**TASK DESCRIPTION:**
Could you give all the rows below as a Markdown table, with the No. column holding a running number and the Line column holding the text, leaving out any blank rows? Keep the pictures out of the answer.

**PROVIDED DATA:**
====================

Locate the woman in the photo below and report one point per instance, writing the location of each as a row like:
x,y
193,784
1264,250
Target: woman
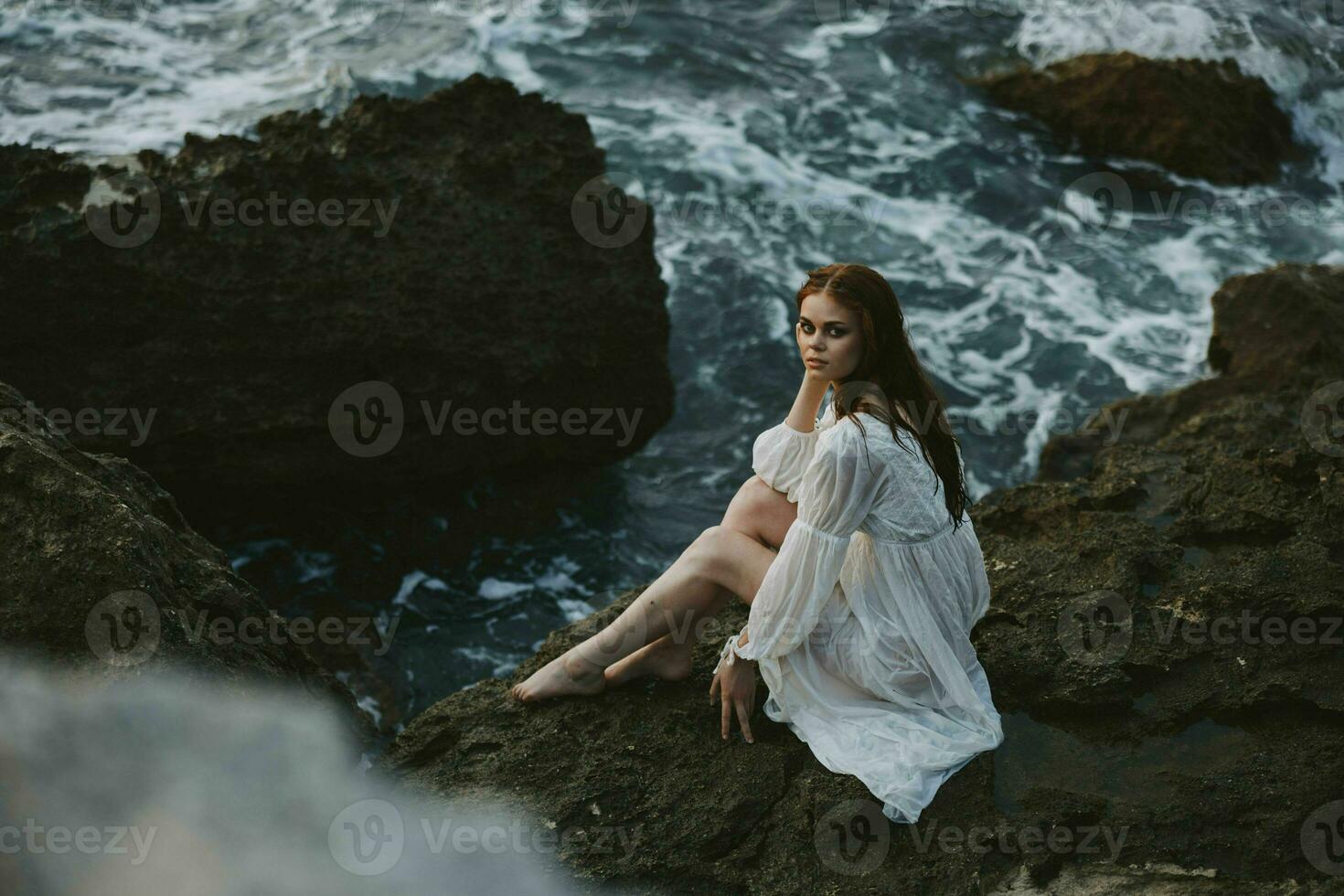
x,y
860,624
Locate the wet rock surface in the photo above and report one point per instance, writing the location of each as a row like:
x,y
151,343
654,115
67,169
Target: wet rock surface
x,y
1163,733
254,293
1194,117
101,572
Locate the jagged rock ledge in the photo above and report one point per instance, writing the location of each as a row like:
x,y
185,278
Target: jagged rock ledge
x,y
443,251
1195,117
101,574
1161,759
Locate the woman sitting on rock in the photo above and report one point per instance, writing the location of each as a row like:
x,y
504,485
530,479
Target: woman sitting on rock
x,y
854,549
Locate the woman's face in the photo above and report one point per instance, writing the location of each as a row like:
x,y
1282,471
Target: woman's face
x,y
829,332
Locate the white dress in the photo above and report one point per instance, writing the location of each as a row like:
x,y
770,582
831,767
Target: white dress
x,y
862,624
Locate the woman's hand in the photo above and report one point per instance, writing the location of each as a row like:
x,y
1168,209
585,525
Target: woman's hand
x,y
737,689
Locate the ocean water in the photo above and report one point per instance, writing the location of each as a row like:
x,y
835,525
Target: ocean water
x,y
771,137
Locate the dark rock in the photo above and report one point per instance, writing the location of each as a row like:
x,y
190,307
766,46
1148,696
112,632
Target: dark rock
x,y
1156,755
1273,328
101,572
1195,117
481,292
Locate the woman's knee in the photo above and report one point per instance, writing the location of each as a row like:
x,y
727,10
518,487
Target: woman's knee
x,y
709,551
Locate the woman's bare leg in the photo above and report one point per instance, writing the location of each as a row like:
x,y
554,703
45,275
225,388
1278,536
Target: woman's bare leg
x,y
723,560
755,511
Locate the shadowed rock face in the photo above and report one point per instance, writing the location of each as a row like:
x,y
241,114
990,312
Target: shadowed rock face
x,y
1195,117
454,272
100,572
1157,755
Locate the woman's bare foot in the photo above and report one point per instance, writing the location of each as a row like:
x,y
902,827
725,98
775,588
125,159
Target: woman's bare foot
x,y
664,658
566,675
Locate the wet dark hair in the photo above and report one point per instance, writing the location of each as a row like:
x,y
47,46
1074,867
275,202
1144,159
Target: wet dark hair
x,y
889,374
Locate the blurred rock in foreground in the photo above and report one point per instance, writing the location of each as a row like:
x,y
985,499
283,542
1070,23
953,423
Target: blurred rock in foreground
x,y
162,787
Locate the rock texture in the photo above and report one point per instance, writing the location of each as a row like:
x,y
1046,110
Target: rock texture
x,y
456,272
101,572
1153,741
1195,117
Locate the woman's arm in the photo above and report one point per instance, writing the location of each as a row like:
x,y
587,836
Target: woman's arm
x,y
803,415
840,486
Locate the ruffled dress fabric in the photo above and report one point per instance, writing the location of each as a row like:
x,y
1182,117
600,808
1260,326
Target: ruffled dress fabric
x,y
862,624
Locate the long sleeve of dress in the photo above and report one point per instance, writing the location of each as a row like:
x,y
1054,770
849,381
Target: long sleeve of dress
x,y
835,491
781,454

====================

**RIGHT ANSWER:**
| No. | Line |
|---|---|
| 1 | Locate the woman in the photo below and report one point per instance, writing the location of each as a row like: |
| 2 | x,y |
| 3 | 193,784 |
| 4 | 1264,250 |
| 5 | Target: woman |
| 6 | x,y |
| 7 | 860,624 |
| 8 | Locate the wet rock surface in the photo above and report one point per instance, writing the location of each as a row like: |
| 9 | x,y |
| 10 | 151,343 |
| 11 | 654,115 |
| 12 | 67,169 |
| 13 | Target: wet rock surface |
| 14 | x,y |
| 15 | 1163,733 |
| 16 | 254,293 |
| 17 | 1194,117 |
| 18 | 101,572 |
| 19 | Locate the jagged rock ledge in the photo above and report one point per instance, writing the location of each as a row like: |
| 20 | x,y |
| 21 | 185,278 |
| 22 | Target: jagged rock ledge |
| 23 | x,y |
| 24 | 443,251 |
| 25 | 1195,117 |
| 26 | 101,574 |
| 27 | 1161,759 |
| 28 | Locate the woman sitting on rock in the photo above and report one point per instance, writing the location of each as a row like: |
| 29 | x,y |
| 30 | 504,485 |
| 31 | 530,479 |
| 32 | Target: woman sitting on rock |
| 33 | x,y |
| 34 | 854,549 |
| 35 | Locate the woman's face in the photo above and report one point per instance, writing the location of each as a row like: |
| 36 | x,y |
| 37 | 1282,471 |
| 38 | Target: woman's face |
| 39 | x,y |
| 40 | 829,332 |
| 41 | Locate the white dress in the photo above and report one point per instance, writing the location of each as a row like: |
| 42 | x,y |
| 43 | 770,582 |
| 44 | 831,767 |
| 45 | Target: white dress |
| 46 | x,y |
| 47 | 862,624 |
| 48 | Locate the woman's hand in the photo above and report one point per instance, writing the location of each as a row like: |
| 49 | x,y |
| 50 | 1168,209 |
| 51 | 585,525 |
| 52 | Target: woman's hand |
| 53 | x,y |
| 54 | 737,689 |
| 55 | Locate the ocean water in the photo above and report one point per instance, writing the location of each as a row like: |
| 56 | x,y |
| 57 | 835,525 |
| 58 | Target: ocean water |
| 59 | x,y |
| 60 | 771,137 |
| 61 | Locate the dark rock in the photo above and report one point per instance, writing the location of each as a row like: |
| 62 | x,y |
| 63 | 190,307 |
| 64 | 766,46 |
| 65 | 1148,696 |
| 66 | 112,632 |
| 67 | Target: dark rock |
| 68 | x,y |
| 69 | 1156,755 |
| 70 | 1273,328 |
| 71 | 101,572 |
| 72 | 1195,117 |
| 73 | 481,292 |
| 74 | Locate the woman's knee in the photo above and report one point per instance, writing the location of each as a row like: |
| 75 | x,y |
| 76 | 727,10 |
| 77 | 518,487 |
| 78 | Target: woman's knee |
| 79 | x,y |
| 80 | 709,551 |
| 81 | Locate the woman's bare leg in the photo above and report one point per instance, writing the location of each as a row like: |
| 82 | x,y |
| 83 | 554,703 |
| 84 | 45,275 |
| 85 | 225,388 |
| 86 | 1278,536 |
| 87 | Target: woman's bare leg |
| 88 | x,y |
| 89 | 723,560 |
| 90 | 755,511 |
| 91 | Locate the shadowed rock face in the photo above and report one point per instance, writing the location of each as a row like: |
| 92 | x,y |
| 93 | 241,114 |
| 94 | 990,312 |
| 95 | Target: shadowed rock face |
| 96 | x,y |
| 97 | 1195,117 |
| 98 | 454,272 |
| 99 | 100,572 |
| 100 | 1157,755 |
| 101 | Locate the woman's bare foot in the photo above and report one point per instance, writing the location of each as a row like: |
| 102 | x,y |
| 103 | 902,827 |
| 104 | 725,98 |
| 105 | 775,588 |
| 106 | 125,159 |
| 107 | Target: woman's bare foot |
| 108 | x,y |
| 109 | 664,658 |
| 110 | 566,675 |
| 111 | Locate the wet dark hair in the photo above and report one point per instance, writing the location of each as a row like: |
| 112 | x,y |
| 113 | 47,46 |
| 114 | 1074,867 |
| 115 | 275,202 |
| 116 | 1144,159 |
| 117 | Target: wet dark hair |
| 118 | x,y |
| 119 | 889,374 |
| 120 | Locate the blurred rock in foreground in the photo above and report one point per instance, writing the location of each as a row like: |
| 121 | x,y |
| 122 | 985,499 |
| 123 | 283,542 |
| 124 | 1070,23 |
| 125 | 953,423 |
| 126 | Target: blurred rock in foreground |
| 127 | x,y |
| 128 | 162,787 |
| 129 | Locate the rock texture in the photo above and report one point per instance, writing the location of each as a row like: |
| 130 | x,y |
| 131 | 1046,110 |
| 132 | Target: rock texture |
| 133 | x,y |
| 134 | 456,272 |
| 135 | 101,572 |
| 136 | 1153,741 |
| 137 | 1195,117 |
| 138 | Locate the woman's arm in the photo above and report one point per instance, writing the location of each as a row like: |
| 139 | x,y |
| 140 | 587,836 |
| 141 | Target: woman's arm |
| 142 | x,y |
| 143 | 803,415 |
| 144 | 840,486 |
| 145 | Locate the ruffled dress fabric in the photo above and report one point per instance, writing the location of each as a row like: |
| 146 | x,y |
| 147 | 1182,117 |
| 148 | 600,808 |
| 149 | 1260,326 |
| 150 | Target: ruffled dress fabric |
| 151 | x,y |
| 152 | 862,624 |
| 153 | Locate the long sleeve of dress in the photo above and report one point per instance, writing the location of each as a row like: |
| 154 | x,y |
| 155 | 1054,770 |
| 156 | 849,381 |
| 157 | Target: long sleeve of dress |
| 158 | x,y |
| 159 | 835,491 |
| 160 | 781,454 |